_How to complete this task_.
Count the lines in the records below that contain the word "using". Reply with the number alone.

_Supplied material_.
[Start of section]

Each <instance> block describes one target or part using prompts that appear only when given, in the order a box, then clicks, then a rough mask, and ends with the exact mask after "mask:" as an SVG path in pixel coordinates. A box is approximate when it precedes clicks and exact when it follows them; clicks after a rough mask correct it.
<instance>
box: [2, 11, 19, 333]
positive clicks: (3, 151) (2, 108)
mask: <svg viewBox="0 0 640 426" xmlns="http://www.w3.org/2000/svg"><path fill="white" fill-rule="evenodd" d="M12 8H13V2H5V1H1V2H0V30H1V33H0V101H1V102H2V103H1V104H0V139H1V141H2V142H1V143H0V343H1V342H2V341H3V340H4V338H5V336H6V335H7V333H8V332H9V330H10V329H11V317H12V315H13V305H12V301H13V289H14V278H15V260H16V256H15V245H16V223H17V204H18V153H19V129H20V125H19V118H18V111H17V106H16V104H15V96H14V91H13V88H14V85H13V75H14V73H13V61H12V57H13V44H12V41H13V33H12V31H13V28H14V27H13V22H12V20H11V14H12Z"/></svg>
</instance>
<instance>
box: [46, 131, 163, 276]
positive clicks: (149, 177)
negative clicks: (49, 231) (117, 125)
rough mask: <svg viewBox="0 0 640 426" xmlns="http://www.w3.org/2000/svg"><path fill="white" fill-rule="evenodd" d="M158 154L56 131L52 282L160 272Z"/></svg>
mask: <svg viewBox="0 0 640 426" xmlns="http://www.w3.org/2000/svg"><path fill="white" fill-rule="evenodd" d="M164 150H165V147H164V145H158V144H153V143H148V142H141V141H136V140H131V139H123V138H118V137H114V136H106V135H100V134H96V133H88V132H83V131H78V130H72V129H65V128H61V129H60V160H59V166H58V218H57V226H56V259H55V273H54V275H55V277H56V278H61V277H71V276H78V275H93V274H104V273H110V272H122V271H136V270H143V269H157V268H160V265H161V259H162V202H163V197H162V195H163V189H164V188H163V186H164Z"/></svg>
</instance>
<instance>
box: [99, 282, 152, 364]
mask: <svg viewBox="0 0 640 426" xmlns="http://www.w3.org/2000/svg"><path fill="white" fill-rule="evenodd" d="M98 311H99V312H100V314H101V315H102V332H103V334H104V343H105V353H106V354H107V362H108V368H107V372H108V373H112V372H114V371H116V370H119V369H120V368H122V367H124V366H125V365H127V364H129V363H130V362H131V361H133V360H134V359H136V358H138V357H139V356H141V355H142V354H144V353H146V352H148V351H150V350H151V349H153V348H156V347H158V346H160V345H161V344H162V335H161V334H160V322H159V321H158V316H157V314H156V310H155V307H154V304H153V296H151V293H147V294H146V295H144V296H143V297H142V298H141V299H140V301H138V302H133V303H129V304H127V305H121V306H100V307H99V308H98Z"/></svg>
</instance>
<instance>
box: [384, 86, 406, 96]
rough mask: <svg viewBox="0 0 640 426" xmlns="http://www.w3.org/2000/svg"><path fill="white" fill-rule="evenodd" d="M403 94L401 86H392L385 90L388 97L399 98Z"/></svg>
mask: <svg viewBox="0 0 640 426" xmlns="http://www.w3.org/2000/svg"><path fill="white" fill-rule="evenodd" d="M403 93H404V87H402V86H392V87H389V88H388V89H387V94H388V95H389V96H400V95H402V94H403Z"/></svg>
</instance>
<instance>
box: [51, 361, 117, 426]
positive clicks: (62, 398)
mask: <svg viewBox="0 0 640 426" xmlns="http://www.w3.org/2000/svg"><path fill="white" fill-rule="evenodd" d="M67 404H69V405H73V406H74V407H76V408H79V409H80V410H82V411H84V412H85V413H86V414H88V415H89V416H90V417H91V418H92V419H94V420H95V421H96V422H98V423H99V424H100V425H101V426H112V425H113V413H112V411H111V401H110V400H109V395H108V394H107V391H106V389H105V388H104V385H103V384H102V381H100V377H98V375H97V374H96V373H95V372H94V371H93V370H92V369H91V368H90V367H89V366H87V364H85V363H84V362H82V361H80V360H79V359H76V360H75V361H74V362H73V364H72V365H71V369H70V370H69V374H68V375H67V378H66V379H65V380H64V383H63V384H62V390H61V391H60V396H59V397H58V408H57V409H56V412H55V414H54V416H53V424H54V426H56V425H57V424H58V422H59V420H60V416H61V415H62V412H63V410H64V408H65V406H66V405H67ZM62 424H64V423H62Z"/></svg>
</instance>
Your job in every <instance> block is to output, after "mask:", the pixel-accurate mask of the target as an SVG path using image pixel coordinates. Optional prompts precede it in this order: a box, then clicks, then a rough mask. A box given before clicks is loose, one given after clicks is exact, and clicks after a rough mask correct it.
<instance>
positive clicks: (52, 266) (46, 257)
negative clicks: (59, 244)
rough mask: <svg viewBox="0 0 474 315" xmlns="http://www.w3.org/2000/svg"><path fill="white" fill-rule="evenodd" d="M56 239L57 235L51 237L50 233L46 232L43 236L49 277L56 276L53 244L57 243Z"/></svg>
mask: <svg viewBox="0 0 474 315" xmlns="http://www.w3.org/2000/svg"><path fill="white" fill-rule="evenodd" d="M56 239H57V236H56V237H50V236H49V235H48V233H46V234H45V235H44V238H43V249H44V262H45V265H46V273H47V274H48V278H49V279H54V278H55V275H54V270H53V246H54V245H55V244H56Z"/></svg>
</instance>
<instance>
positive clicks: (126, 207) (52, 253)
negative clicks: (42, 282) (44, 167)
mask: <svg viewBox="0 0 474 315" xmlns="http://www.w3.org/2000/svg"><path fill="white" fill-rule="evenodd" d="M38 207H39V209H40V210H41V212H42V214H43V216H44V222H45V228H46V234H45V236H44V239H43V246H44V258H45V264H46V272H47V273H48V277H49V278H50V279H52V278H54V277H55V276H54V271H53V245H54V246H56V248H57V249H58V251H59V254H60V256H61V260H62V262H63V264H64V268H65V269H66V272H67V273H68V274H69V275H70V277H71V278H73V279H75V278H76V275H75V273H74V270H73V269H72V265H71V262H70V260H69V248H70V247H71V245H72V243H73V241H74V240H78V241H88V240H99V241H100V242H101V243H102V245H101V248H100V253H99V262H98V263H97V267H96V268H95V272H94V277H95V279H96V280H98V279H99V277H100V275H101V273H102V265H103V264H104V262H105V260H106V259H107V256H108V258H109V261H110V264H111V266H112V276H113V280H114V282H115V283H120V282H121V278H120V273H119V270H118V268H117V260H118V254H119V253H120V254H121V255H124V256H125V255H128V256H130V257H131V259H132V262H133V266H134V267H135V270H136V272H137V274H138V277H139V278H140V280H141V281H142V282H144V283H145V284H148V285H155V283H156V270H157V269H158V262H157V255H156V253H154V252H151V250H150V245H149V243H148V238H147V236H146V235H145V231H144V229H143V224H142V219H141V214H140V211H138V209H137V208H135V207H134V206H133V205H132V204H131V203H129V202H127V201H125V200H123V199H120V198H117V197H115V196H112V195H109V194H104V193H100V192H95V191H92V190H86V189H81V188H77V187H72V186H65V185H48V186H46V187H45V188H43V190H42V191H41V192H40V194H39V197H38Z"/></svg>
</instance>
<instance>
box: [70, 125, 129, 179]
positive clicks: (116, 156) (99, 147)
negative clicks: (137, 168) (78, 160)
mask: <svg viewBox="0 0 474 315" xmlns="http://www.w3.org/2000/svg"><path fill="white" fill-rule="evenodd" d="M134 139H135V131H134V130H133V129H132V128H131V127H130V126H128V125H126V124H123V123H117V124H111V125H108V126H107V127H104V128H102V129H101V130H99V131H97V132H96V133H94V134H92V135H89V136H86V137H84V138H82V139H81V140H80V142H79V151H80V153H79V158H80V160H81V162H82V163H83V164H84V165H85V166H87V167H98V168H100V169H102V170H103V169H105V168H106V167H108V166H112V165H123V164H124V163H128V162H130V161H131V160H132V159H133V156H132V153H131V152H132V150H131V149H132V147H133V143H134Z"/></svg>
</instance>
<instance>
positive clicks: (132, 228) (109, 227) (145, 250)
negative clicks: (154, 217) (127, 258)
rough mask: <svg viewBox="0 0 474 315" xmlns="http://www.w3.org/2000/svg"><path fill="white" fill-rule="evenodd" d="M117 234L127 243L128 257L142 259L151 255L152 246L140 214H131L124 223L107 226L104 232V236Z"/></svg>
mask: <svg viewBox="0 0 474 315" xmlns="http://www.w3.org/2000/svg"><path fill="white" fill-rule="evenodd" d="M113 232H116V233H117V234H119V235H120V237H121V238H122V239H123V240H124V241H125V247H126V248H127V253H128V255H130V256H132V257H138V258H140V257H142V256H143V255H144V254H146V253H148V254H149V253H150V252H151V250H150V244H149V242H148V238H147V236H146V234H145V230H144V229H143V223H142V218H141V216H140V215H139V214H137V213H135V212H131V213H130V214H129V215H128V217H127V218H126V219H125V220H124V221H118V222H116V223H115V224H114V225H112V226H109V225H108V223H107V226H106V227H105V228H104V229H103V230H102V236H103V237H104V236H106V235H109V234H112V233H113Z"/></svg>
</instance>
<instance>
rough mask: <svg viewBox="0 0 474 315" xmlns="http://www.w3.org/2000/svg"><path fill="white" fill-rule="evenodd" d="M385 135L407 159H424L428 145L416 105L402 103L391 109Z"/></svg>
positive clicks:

[End of section]

_Exercise solution_.
2